## What you will do
A complete, word-for-word restatement of the entries is needed.

=== Section Start ===

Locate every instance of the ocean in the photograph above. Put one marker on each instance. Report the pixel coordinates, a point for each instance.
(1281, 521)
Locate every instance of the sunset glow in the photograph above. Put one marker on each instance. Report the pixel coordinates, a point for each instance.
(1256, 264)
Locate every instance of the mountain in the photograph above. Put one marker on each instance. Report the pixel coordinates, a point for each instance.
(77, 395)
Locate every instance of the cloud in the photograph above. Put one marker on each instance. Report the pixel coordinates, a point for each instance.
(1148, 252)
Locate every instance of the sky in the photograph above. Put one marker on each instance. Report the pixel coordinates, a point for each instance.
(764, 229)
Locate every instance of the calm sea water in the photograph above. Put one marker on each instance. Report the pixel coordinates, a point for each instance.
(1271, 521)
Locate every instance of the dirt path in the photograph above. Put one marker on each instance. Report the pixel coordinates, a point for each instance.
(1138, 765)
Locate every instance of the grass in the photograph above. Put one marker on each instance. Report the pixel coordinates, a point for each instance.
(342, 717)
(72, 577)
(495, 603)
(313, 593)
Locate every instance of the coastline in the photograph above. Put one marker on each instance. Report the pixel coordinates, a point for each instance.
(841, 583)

=== Section End ===

## Finished exercise
Locate every instance of the ocean in the photograph above. Put one marker on each instance. Report the pixel coordinates, a point for each instance.
(1281, 521)
Locate every instance of the sunset glow in the photograph above. Put one marker on each instance. Report the pixel coordinates, a point for each instance.
(1256, 264)
Locate every instance of the mountain in the photograph above. Put one marker on each instance. Report the pixel coordinates, a point for each instance.
(77, 395)
Locate every instance of the cloud in the photograph above. Put one marker on each instance. Report the pixel coordinates, a point for each instance.
(1148, 252)
Locate every instance of the sky in the photograph above. Put one marker on each instance. Report the pixel coordinates, a point for each instance.
(764, 229)
Locate every instance of the calm sea water in the photograph above. Put one marker on each instance. Report the pixel coordinates, a point for each instance.
(1271, 521)
Locate every instance of the dirt path in the photograph above. Put one marker on each instance. Report the pixel coordinates, a point for each instance.
(1138, 765)
Locate every instance of the grass in the photograph above. Put one marker on each instance. Report the pixel coordinates, a point for each instance.
(342, 717)
(72, 577)
(495, 603)
(313, 593)
Locate every instance of the coastline in the photograph above. Put one marker on each instance. Report the pixel coordinates, a point for each instance.
(841, 583)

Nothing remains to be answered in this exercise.